[PASSAGE GIVEN]
┌────────
This paper introduces a deep learning method that predicts the attributes of an additively manufactured part from a photograph. Across 1050 parts made on 21 printers, the model predicts the machine that produced the parts with 98.7% accuracy. Even higher accuracy is achieved for identifying processes or materials. The model is trained on a novel data set of 9192 parts imaged on a document scanner. We developed a novel ML model strategy suitable for fingerprinting that analyzes high-resolution images of part surface texture using image downscaling, random sampling, and a voting scheme. The model is generalized across four AM processes and can distinguish between machines that manufacture individual parts using images that cannot be similarly interpreted by humans.
└────────
[DATA PROVIDED]
┌────────
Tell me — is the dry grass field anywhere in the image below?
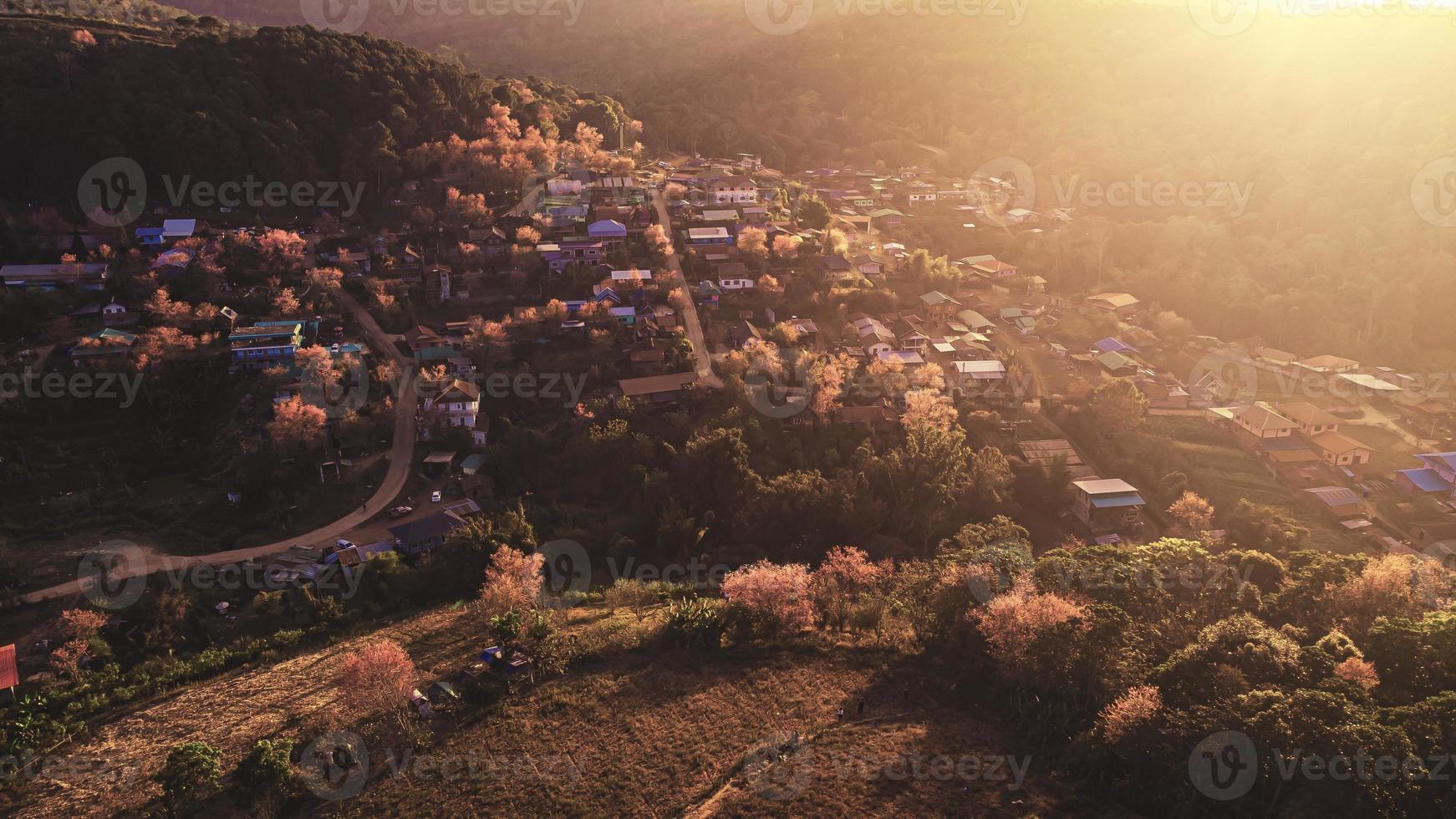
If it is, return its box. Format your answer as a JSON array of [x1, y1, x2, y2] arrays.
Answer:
[[5, 608, 1106, 816]]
└────────
[DIRECTIVES]
A) Summarize the passage on identifying additively manufactured parts from photographs in two sentences.
B) Continue the passage on identifying additively manufactured parts from photographs, picking up after its final sentence.

[ANSWERS TO THE TASKS]
A) A deep learning method predicts attributes of an additively manufactured part from a photograph, identifying which of 21 printers made it with 98.7% accuracy across 1050 parts, and doing even better for processes and materials. Trained on a new set of 9192 scanned part images, the model analyzes high-resolution surface texture through downscaling, random sampling, and voting, and it generalizes across four AM processes to tell machines apart from images that humans cannot interpret the same way.

B)
The source identification uses part images that clearly exhibit textural features that result from process physics; however, the model learns only from training images and does not depend upon process parameters, material properties, or information about the part design. The model architecture is adaptable and can learn identifiable features to predict other manufacturing attributes, including the process that is produced apart and the material of the part, with 100% accuracy. Additionally, the architecture can predict the specific build that produced a part and the position of the part on the build tray with over 80% accuracy. Previous publications have explored image-based analysis to determine manufacturing attributes using specific geometric measurements of known textural features24,46. Unlike previous publications that require foreknowledge of the surface texture, this paper uses deep learning methods that detect patterns that may or may not be observed by humans and that require no foreknowledge about the part. The present approach allows the fingerprint method to be applied to AM processes that do not have obvious and detectable features. For example, the MJF parts have no machine-specific patterns that are detectable by humans, but nevertheless, the part images can be attributed to their machine of origin with 98.0% accuracy.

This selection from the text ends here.